++++ Excerpt ++++

Do You Have a Face? Or Do You Know Someone Who Does?

As part of the arts initiative through Jo Bailey Wells and Dean Hays, artist Rachel Campbell is painting a series of portraits. She has not yet finished the series, and is taking suggestions for local people whose faces you would like to see represented on the walls of the Divinity School. This is the same general initiative as the one that's giving us Saints through the Ages, but a different project. That means you can be involved in both! Here she is in her own words:

"I am creating a body of work that reflects our world as our parish. It is particularly meaningful to me as an artist to be able to paint portraits of people who might not normally have the opportunity to have their portrait painted. It is wonderful if it is meaningful to them in some way to be included in this project. So I am sourcing people from all countries, ages, and backgrounds. If anyone in the Divinity School has someone who comes to mind that they would like to celebrate in this way, perhaps someone who is unable to participate in community life through illness....or a sweet mentor...a child, they could email me about their friend. I have 7 portraits left to do (one is not here). So obviously I will not be able to include every suggestion--people need to be aware of this--but I do welcome ideas from others. I can work from photos, but it is an added bonus if I can get to meet the person if at all possible. Each portrait will hang in an area of the Divinity school, with a small plaque beside each painting telling some of the story of the person, depending on how much they would like to disclose."

++++ Data provided ++++

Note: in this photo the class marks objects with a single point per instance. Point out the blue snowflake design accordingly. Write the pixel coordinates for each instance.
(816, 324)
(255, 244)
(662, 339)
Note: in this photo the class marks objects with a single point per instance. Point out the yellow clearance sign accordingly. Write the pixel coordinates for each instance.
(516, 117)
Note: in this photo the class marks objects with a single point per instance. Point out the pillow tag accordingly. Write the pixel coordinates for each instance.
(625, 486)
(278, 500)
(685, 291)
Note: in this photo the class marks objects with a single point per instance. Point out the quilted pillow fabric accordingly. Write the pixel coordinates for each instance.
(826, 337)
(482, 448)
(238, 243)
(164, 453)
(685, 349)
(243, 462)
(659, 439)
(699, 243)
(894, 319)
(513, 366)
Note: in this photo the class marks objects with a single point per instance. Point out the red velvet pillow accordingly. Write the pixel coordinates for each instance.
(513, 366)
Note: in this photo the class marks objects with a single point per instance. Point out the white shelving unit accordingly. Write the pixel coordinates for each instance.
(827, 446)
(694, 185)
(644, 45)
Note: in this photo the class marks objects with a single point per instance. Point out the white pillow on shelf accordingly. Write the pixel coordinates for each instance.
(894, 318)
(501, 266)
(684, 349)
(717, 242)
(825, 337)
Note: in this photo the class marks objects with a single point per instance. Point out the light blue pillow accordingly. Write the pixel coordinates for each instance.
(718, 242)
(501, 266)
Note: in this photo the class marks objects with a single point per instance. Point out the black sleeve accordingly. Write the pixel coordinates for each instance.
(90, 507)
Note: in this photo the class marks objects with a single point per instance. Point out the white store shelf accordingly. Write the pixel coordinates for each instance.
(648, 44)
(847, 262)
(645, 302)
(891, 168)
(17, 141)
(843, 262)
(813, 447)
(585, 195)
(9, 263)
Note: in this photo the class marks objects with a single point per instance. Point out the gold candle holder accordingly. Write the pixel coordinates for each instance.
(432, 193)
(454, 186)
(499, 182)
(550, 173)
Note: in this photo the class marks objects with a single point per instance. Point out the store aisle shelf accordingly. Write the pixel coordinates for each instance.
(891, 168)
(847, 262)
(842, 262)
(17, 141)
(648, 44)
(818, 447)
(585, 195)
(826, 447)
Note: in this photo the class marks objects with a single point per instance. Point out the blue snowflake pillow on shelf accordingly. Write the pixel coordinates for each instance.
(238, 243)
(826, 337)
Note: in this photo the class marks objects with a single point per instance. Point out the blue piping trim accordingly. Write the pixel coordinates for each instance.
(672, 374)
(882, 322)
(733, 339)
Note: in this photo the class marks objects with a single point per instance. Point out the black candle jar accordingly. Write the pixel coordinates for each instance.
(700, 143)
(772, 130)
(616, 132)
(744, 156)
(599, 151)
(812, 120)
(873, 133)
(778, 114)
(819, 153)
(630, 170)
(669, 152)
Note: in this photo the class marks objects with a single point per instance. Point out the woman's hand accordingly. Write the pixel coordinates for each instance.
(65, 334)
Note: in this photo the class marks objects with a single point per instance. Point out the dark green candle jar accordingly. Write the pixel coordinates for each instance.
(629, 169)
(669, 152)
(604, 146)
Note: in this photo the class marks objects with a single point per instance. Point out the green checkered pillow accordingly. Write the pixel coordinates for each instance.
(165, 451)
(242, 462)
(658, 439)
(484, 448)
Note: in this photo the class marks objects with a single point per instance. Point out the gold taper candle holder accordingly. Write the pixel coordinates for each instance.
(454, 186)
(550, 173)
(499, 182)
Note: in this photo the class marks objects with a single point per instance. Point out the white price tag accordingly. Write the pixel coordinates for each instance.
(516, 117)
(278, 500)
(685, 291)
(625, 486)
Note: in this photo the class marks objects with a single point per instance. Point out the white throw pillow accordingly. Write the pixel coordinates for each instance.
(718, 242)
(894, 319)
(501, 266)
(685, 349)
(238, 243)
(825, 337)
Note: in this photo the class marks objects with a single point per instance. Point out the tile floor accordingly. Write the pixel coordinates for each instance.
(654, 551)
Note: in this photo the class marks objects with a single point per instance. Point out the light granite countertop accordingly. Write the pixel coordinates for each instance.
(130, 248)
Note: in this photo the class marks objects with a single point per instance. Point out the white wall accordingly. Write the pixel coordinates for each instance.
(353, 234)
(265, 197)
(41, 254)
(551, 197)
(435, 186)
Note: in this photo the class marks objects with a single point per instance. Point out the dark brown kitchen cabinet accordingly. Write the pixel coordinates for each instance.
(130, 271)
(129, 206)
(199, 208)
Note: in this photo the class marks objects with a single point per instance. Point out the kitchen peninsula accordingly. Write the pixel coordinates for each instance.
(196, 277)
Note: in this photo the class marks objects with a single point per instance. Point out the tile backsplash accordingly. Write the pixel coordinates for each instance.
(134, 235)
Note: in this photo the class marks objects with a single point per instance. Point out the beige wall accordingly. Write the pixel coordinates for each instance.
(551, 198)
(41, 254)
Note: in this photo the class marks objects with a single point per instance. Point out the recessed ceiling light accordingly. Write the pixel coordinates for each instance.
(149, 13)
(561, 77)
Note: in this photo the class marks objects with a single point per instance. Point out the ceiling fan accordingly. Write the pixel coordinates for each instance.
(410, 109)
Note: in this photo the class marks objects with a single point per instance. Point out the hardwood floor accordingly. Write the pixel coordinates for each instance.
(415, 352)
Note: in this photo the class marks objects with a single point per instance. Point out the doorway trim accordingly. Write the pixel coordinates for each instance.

++++

List of tasks
1/ Answer these questions about the text on the portrait series:
(a) Who is painting the portraits?
(b) How many portraits does the artist have left to do?
(c) What will be placed beside each painting?
2/ Can you write the next part of the text about the Divinity School portrait series, picking up after its final sentence?

Answers for the tasks
1/
(a) Artist Rachel Campbell.
(b) Seven.
(c) A small plaque telling some of the story of the person.

2/
To participate, please contact Rachel Campbell at chartlane1@gmail.com.

Thursday, September 8, 2011

You Too Can Be Surrounded by Saints! In Color!

As you may have seen, there are strange angled boxes installed near the floor in the Westbrook basement hallways; on the walls above them, we hope, there will soon be paintings which the Nasher (Duke's art museum) is loaning to the Divinity School. Art committees, headed by Jo Bailey Wells, with support from Dean Hays, are taking action to cure and prevent prevalent Divinity diseases like Severe Color Deprivation, Fluorescent Anemia, and Whiteboard Alarm.

The installation of windows is not yet a part of the program, but there are several series of images that are being collected for display in Langford's long, barren hallways. One of these is called Saints through the Ages, and will include between 12 and 20 portrait-like images of saints.

Here's where you come in. 20 is a small number, given how many saints there are – and “saints” here is construed in the broadest possible sense; we will include canonized Catholic, Anglican, and other saints, but also still-living Christians, in the spirit of the New Testament "sainthood of all believers." The current count of proposed saints is nearing 100, so we need help culling, as well as researching the saints, hunting for digital images (which will be mounted on sintra boards for display), and writing up the brief introduction to each saint that will appear on a plaque below his or her image.